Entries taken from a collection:
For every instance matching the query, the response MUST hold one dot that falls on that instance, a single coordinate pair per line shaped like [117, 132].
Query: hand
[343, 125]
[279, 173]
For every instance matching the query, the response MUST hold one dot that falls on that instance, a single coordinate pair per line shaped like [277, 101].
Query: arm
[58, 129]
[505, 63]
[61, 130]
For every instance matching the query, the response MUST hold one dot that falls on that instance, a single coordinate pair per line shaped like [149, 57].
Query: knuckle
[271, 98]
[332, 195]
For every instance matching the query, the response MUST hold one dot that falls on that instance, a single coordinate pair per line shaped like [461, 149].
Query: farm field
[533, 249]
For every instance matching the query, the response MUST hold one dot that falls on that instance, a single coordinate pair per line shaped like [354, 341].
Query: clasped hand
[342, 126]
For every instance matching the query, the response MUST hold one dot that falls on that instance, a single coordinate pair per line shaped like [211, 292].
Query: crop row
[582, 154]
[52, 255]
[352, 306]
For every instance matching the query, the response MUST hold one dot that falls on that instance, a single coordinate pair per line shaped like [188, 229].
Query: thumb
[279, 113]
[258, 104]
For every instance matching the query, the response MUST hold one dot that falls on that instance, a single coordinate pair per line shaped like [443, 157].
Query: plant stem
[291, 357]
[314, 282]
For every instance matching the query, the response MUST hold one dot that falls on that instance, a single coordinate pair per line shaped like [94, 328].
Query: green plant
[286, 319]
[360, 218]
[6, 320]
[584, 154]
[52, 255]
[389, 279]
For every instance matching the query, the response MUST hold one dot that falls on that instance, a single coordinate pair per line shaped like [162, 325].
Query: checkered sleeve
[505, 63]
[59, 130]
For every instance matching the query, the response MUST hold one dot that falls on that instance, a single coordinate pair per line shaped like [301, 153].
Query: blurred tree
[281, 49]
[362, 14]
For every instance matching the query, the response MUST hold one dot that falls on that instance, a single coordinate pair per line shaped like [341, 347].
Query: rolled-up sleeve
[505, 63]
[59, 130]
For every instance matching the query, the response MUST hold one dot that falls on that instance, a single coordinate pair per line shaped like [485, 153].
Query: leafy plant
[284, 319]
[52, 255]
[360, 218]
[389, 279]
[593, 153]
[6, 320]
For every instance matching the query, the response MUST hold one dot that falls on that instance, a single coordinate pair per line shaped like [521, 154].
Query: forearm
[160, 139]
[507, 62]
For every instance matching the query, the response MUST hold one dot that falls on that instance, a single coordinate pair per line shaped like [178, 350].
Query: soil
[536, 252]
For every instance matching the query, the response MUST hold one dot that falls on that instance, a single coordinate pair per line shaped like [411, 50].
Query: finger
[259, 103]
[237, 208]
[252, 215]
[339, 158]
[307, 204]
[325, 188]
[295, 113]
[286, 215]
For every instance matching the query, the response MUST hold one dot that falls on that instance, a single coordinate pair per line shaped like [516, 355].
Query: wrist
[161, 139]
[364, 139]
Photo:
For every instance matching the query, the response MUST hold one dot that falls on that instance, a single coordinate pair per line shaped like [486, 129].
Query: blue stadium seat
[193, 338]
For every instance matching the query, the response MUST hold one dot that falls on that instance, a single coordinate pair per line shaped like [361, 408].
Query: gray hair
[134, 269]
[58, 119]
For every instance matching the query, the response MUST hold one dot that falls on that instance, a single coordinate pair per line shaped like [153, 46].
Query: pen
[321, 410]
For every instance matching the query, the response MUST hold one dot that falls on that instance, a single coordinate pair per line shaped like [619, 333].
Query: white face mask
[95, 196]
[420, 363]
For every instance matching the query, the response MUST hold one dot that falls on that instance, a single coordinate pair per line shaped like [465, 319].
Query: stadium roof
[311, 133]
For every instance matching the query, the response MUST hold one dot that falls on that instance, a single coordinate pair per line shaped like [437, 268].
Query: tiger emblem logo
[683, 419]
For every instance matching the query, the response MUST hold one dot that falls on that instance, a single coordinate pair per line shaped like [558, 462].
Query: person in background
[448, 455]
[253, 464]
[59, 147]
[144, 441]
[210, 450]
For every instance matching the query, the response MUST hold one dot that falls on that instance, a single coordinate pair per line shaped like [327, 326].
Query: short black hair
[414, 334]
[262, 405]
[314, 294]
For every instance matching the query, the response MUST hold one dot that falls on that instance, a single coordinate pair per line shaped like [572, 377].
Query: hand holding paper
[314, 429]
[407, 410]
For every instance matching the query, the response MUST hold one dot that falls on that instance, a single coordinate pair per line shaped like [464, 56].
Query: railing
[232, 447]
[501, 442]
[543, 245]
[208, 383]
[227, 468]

Task goal: Having looked over the entries above, reproduce all of them exactly.

Solution to this problem:
For every instance matching the query, the response MUST hold one dot that falls on that instance, a single coordinate pair per line shaped like [117, 132].
Query: hand
[343, 125]
[279, 173]
For every instance matching the query, the response MUST hold one dot that falls on that instance, a single coordinate pair per line shaped like [277, 101].
Query: arm
[58, 129]
[505, 63]
[61, 130]
For every instance matching the query, the response MUST hold one dot that falls on that instance, a single coordinate pair per line shaped like [149, 57].
Query: knuckle
[271, 98]
[332, 195]
For every instance matching the query, the response MUST hold one dot that falls on that instance, a single coordinate pair per line shaped like [461, 149].
Query: farm field
[533, 249]
For every instance matching the query, the response MUST hold one dot that falls on that instance, a single coordinate pair per line shaped like [354, 341].
Query: clasped hand
[342, 126]
For every instance matching the query, the response MUST hold one dot that falls on that instance, a single coordinate pair per line shaped like [211, 292].
Query: crop row
[582, 154]
[52, 255]
[352, 306]
For every instance matching the query, the response MUST hold one dot that falls on that instance, a single coordinate pair per line shaped like [188, 229].
Query: thumb
[279, 113]
[258, 104]
For every instance matching the query, the response MUST hold one dot that falls on that instance, a single coordinate pair per line shaped like [443, 157].
Query: plant stem
[291, 357]
[314, 282]
For every instance matching the query, the response MUST hold one dot that falls on that instance, a single coordinate pair per line shaped like [94, 328].
Query: green plant
[286, 319]
[360, 218]
[6, 320]
[584, 154]
[52, 255]
[389, 279]
For every instance matching the query, the response MUST hold one dot that falls on that instance, a single coordinate pair per line shaped like [162, 325].
Query: checkered sleeve
[505, 63]
[59, 130]
For every instance matching the query, the response MUST hold one dot that falls on that instance, a single coordinate pair per line shaped like [301, 153].
Query: blurred tree
[281, 49]
[362, 14]
For every instance matching the query, the response MUST hold one dot that falls on that instance, a single coordinate pair per line shaped like [341, 347].
Query: rolled-up sleeve
[505, 63]
[59, 130]
For every instance matching the query, the response MUST hold one dot that falls on that instance, a single coordinate pair per line shaped like [485, 153].
Query: leafy plant
[284, 319]
[52, 255]
[360, 218]
[389, 279]
[593, 153]
[6, 320]
For every instance matching the query, the response MUST hold one dot that falls on that instance, a single coordinate pair per line shaped like [521, 154].
Query: forearm
[160, 139]
[507, 62]
For every instance matching the query, the response MUST hold one dot that falls on that instance, a single coordinate pair per line shaped like [178, 350].
Query: soil
[536, 252]
For every instance matching the query, the response MUST hold one dot that falls on that instance, a single coordinate pair per line shaped like [411, 50].
Query: finger
[259, 103]
[237, 208]
[252, 215]
[339, 158]
[307, 204]
[325, 188]
[295, 113]
[286, 215]
For every instance matching the query, the response MUST hold one dot that falls on that instance, a single coordinate pair per line shaped like [516, 355].
Query: wrist
[161, 139]
[364, 139]
Photo:
For every instance matching the query, the response MUST hold one dot that falls on that instance, a single coordinate pair per line shaped like [486, 129].
Query: blue stadium seat
[193, 338]
For every instance matching the query, the response MUST hold one dot that falls on that instance, a single coordinate pair per line shaped like [361, 408].
Query: gray hair
[134, 269]
[58, 119]
For every instance matching the query, the response MUST hold one dot that falls on that instance, a single coordinate pair per line shaped like [153, 46].
Query: pen
[321, 410]
For every instance matching the query, the response MUST hold one dot that falls on that instance, a single coordinate pair per line shaped like [619, 333].
Query: white face mask
[95, 196]
[420, 363]
For every instance matching the query, the response MUST hold one dot that falls on that instance, a single coordinate pair per line shaped like [465, 319].
Query: stadium roof
[311, 133]
For every instance matching the query, the response MUST hold one dot that falls on that instance, a single coordinate pair per line shaped like [437, 268].
Query: tiger emblem logo
[683, 419]
For every instance matching the query, the response MUST hold one dot that falls on that instance, a single coordinate pair per line shaped like [558, 462].
Query: person in background
[448, 455]
[253, 464]
[59, 147]
[144, 441]
[210, 450]
For every instance matching the query, the response MUST hold one dot that falls on that instance, a single coordinate pair per line shaped like [327, 326].
Query: short black hair
[414, 334]
[262, 405]
[314, 294]
For every instance matching the query, the response MUST hold one dot that falls on that instance, a single coordinate pair per line shaped like [572, 377].
Query: hand holding paper
[314, 429]
[407, 410]
For every instance matching the query, the response MUST hold one dot that falls on that instance, a single coordinate pair per line shaped like [464, 56].
Query: railing
[232, 447]
[501, 442]
[543, 245]
[208, 383]
[227, 468]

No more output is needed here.